====== EXTRAIT DU TEXTE

Le président: Merci.

Madame Beaumier suivi de M. Bachand.

Mme Colleen Beaumier (Brampton-Ouest—Mississauga, Lib.): J'ai toujours cru qu'il fallait battre le fer pendant qu'il est chaud. Je ne veux pas parler de la situation nucléaire aujourd'hui. Je suis certaine que vous avez des discussions avec des gens qui sont mieux en mesure que moi d'en parler.

• 1600

D'abord, j'estime que le BJP a fait cela parce qu'il cherchait un ennemi commun afin de solidifier son propre gouvernement minoritaire.

Le Canada a des relations de longue date avec le Pakistan. Nous entretenons d'excellentes relations avec le Pakistan, comme nous l'avons toujours fait. Je reconnais l'indépendance du Pakistan qui est un pays indépendant depuis 51 ans. Mais le Canada est bien plus vieux que le Pakistan. Il a 80 ans de plus.

Cela dit, je reconnais que le Canada n'a pas toujours respecté les droits de la personne des minorités du pays. J'espère que c'est chose du passé et que nous ne répéterons pas ces erreurs.

Sénateur Zaki, vous êtes le fils d'un éducateur et travailleur social entre autres choses. Moi et mes commettants, les Ahmadis, les Chrétiens et les Musulmans, sommes très préoccupés par les lois sur le blasphème du Pakistan. J'aimerais que vous m'expliquiez pourquoi elles ne peuvent être abrogées et pourquoi il n'existe pas de mouvement actif préconisant leur abrogation.

============
====== ENREGISTREMENTS DE DONNÉES

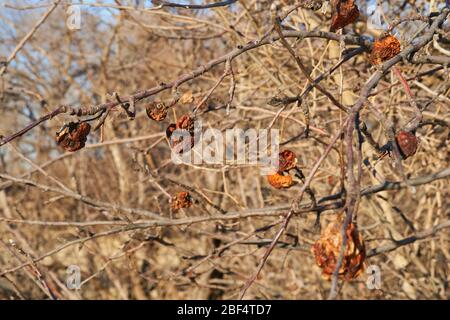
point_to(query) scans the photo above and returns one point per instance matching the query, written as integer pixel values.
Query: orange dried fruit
(344, 12)
(156, 111)
(407, 143)
(73, 136)
(280, 181)
(384, 49)
(327, 249)
(181, 200)
(287, 161)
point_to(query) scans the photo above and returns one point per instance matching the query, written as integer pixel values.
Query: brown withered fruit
(280, 181)
(327, 249)
(72, 136)
(384, 49)
(287, 161)
(181, 200)
(178, 144)
(407, 143)
(344, 12)
(156, 111)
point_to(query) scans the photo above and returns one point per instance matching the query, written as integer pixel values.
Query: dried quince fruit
(181, 200)
(327, 249)
(344, 13)
(407, 143)
(280, 181)
(73, 136)
(384, 49)
(156, 111)
(287, 161)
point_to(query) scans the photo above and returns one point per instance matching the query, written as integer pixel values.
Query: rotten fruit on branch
(156, 111)
(72, 136)
(384, 49)
(407, 143)
(181, 200)
(281, 179)
(327, 249)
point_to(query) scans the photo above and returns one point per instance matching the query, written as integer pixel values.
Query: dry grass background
(123, 49)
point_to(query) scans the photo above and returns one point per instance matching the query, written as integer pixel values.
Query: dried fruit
(181, 200)
(156, 111)
(326, 251)
(187, 98)
(287, 161)
(178, 143)
(384, 49)
(344, 13)
(73, 136)
(407, 143)
(280, 181)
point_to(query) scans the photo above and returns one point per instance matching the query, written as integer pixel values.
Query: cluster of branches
(352, 132)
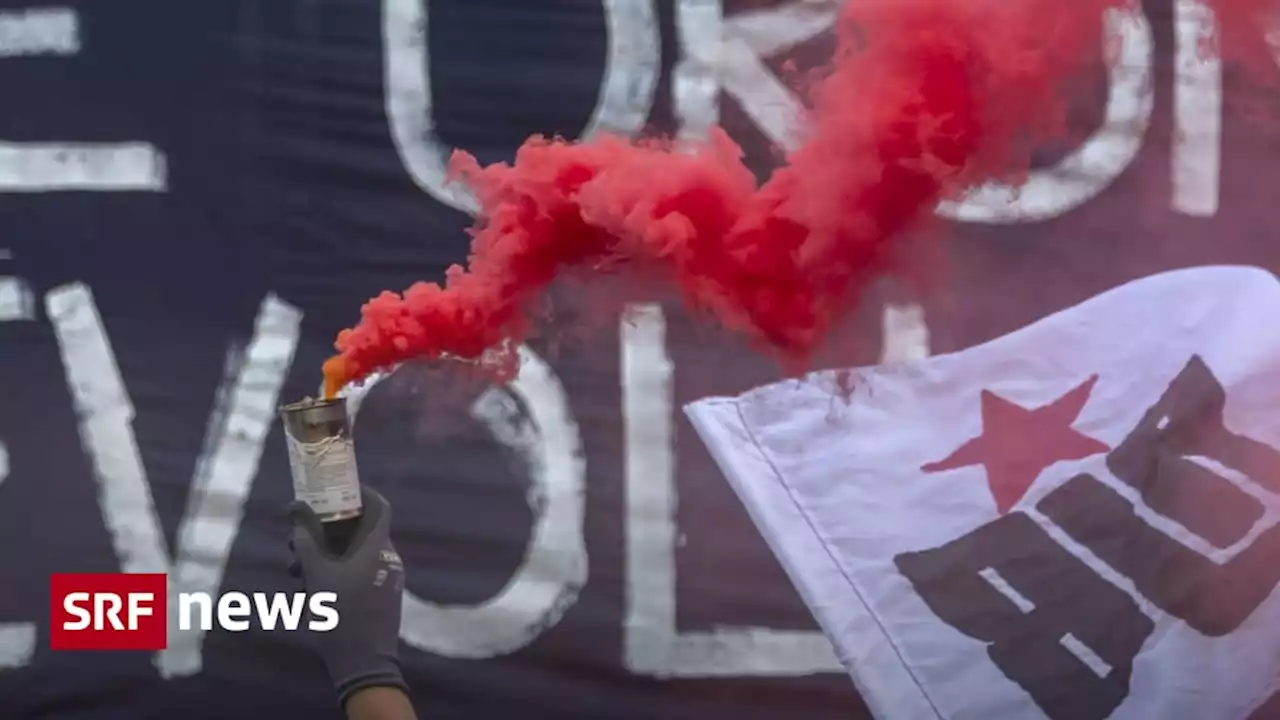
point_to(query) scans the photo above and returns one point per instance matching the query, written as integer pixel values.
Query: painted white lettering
(49, 167)
(554, 568)
(626, 92)
(224, 472)
(39, 31)
(1089, 169)
(653, 645)
(17, 639)
(1197, 110)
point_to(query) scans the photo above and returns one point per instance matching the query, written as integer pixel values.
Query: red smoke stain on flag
(1018, 443)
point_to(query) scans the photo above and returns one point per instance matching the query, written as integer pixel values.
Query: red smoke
(924, 99)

============

**OBJECTIF DE LA TÂCHE:**
Dites si chacune des affirmations suivantes concorde avec l'extrait du texte. Répondez par oui ou par non et citez mot pour mot les mots décisifs.
(a) Mme Beaumier souhaite aborder la situation nucléaire aujourd'hui.
(b) Selon Mme Beaumier, le Canada est plus vieux que le Pakistan de 80 ans.
(c) Le sénateur Zaki est le fils d'un éducateur.

**SOLUTION DU PROBLÈME:**
(a) Non : « Je ne veux pas parler de la situation nucléaire aujourd'hui. »
(b) Oui : « Mais le Canada est bien plus vieux que le Pakistan. Il a 80 ans de plus. »
(c) Oui : « vous êtes le fils d'un éducateur et travailleur social »